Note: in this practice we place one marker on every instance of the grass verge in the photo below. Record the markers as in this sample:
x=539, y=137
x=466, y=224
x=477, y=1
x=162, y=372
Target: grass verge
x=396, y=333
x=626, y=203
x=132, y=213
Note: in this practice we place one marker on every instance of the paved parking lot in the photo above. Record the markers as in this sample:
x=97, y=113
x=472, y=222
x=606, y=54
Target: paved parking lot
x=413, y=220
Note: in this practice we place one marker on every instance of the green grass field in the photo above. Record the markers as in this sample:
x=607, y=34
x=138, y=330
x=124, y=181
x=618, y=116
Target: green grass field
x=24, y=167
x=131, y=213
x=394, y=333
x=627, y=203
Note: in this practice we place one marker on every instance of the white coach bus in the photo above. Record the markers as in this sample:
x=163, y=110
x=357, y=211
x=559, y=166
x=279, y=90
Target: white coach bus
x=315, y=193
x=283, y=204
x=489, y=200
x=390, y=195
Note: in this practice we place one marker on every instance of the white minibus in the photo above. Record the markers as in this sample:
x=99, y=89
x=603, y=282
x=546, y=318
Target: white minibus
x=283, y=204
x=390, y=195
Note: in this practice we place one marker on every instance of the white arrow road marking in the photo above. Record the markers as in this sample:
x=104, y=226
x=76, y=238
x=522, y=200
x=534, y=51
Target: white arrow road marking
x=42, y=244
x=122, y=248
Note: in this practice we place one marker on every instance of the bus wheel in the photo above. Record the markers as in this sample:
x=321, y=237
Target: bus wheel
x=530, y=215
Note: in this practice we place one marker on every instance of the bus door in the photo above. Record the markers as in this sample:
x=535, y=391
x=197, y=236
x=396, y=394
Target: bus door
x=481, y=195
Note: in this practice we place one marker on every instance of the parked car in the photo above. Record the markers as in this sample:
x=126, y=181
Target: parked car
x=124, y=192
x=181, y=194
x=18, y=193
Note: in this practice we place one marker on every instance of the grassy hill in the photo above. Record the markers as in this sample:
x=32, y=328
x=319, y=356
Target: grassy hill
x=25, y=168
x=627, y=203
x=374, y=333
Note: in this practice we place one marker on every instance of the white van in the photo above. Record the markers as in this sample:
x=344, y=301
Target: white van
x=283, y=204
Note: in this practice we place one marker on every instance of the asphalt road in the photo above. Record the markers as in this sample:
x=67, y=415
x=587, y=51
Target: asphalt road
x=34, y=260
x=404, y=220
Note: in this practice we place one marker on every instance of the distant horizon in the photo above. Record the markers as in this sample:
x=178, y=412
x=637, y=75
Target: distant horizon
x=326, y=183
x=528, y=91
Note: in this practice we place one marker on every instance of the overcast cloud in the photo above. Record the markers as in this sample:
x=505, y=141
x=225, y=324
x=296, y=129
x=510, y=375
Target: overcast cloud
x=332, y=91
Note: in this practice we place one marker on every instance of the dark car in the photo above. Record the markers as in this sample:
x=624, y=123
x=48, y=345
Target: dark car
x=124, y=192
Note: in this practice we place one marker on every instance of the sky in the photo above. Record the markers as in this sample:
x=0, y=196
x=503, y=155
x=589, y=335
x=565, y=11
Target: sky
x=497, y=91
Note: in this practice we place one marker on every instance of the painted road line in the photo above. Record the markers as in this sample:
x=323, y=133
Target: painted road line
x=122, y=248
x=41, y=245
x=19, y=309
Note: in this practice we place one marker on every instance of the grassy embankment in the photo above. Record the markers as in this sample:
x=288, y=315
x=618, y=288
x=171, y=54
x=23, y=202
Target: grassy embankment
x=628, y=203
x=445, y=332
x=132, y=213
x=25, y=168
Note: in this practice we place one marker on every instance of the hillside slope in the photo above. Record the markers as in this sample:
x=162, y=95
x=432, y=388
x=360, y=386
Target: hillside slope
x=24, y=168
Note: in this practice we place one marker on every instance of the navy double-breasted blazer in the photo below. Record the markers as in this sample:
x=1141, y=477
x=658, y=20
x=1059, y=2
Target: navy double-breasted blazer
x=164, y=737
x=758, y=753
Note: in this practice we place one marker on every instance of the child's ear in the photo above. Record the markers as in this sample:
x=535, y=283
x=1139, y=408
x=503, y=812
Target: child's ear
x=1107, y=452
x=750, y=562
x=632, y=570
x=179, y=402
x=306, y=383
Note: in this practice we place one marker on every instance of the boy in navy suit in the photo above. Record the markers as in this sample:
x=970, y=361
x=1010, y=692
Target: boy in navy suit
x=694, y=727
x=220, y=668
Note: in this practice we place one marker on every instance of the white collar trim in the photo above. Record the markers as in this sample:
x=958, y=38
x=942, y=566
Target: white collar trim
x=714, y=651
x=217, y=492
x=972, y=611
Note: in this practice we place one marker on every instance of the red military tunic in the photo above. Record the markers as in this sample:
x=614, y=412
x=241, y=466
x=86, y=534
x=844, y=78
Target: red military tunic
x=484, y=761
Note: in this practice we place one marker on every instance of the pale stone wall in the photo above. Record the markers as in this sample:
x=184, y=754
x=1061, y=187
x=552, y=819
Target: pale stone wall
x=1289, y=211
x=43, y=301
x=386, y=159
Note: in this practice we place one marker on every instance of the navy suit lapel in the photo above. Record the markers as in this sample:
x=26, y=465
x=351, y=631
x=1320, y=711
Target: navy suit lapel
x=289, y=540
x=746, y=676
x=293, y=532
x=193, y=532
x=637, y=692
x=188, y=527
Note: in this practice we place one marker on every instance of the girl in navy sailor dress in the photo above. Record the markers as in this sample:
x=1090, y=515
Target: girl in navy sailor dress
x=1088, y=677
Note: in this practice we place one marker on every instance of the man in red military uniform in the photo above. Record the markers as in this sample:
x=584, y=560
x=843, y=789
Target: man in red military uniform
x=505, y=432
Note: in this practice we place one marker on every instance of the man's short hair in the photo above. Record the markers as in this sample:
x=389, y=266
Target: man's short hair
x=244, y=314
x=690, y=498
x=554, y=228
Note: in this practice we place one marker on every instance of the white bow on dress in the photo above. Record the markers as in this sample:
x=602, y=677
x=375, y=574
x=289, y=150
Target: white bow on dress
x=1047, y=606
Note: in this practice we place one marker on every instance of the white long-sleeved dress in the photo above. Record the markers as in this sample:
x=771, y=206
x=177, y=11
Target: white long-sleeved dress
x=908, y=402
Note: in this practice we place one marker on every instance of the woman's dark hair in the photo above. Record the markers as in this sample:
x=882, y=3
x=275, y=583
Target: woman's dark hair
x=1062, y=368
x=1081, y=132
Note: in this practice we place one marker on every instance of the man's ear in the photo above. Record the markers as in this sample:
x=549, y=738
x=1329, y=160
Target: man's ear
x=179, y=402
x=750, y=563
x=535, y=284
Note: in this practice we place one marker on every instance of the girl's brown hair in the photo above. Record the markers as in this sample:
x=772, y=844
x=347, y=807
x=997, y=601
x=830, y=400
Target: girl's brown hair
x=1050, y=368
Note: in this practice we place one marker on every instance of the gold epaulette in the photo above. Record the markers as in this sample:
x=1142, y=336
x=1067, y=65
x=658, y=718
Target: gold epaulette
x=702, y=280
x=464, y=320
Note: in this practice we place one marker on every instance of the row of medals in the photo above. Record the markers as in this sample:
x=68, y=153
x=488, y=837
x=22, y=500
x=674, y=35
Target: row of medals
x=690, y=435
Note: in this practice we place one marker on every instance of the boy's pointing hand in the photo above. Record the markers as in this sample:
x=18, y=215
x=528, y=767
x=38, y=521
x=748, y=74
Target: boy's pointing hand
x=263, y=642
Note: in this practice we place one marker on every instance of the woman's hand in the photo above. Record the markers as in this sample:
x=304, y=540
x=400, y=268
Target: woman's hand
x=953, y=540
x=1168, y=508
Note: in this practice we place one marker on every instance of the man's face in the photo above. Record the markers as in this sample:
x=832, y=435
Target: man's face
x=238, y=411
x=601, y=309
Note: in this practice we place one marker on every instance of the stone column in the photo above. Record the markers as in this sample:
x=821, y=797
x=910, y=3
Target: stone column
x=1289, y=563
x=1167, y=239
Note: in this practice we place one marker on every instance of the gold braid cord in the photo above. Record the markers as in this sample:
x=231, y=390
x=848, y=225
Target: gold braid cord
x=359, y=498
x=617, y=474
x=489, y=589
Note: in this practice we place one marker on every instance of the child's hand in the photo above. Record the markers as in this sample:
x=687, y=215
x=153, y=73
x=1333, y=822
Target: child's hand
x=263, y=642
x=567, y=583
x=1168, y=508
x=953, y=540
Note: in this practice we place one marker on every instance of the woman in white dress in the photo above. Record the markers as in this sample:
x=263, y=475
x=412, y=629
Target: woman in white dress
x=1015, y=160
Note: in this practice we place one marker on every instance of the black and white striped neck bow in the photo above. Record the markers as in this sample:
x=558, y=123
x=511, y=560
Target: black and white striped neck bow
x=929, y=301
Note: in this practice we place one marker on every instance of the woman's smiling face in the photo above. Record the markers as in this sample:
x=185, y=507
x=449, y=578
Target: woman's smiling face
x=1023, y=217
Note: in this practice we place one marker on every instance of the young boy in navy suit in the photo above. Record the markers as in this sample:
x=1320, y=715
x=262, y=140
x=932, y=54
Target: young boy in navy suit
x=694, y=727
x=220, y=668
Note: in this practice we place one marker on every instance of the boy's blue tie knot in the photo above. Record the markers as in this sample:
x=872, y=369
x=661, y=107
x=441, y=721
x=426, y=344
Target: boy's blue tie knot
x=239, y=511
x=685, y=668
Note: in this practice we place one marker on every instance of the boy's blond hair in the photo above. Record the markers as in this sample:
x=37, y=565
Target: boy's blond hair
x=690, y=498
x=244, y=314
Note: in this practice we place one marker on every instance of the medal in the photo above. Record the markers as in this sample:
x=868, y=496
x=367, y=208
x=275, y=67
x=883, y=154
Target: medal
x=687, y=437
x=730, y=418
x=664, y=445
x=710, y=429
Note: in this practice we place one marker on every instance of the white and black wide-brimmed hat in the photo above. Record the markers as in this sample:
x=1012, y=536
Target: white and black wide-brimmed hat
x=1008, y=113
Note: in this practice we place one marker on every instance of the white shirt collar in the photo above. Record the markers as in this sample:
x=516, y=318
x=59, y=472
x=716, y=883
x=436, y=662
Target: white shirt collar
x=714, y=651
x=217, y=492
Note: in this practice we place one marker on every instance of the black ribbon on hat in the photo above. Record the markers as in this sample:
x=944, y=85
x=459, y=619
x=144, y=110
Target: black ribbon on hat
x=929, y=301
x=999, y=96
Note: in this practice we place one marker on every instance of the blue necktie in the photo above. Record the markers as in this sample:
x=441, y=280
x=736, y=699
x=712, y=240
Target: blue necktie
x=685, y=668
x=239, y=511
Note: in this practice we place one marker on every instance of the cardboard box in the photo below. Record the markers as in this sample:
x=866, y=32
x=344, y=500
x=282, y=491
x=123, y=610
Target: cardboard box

**********

§ Exercise description:
Your task is to transcribe, with no changes, only the lines of the listing above that lie between the line holding "x=97, y=113" and the line holding "x=618, y=116", inclusive.

§ Reply to the task:
x=97, y=113
x=472, y=222
x=606, y=54
Target: paved parking lot
x=413, y=220
Note: in this practice we place one marker on every instance of the green grass field in the photo above. Record the markers as in this sample:
x=607, y=34
x=138, y=330
x=124, y=181
x=618, y=116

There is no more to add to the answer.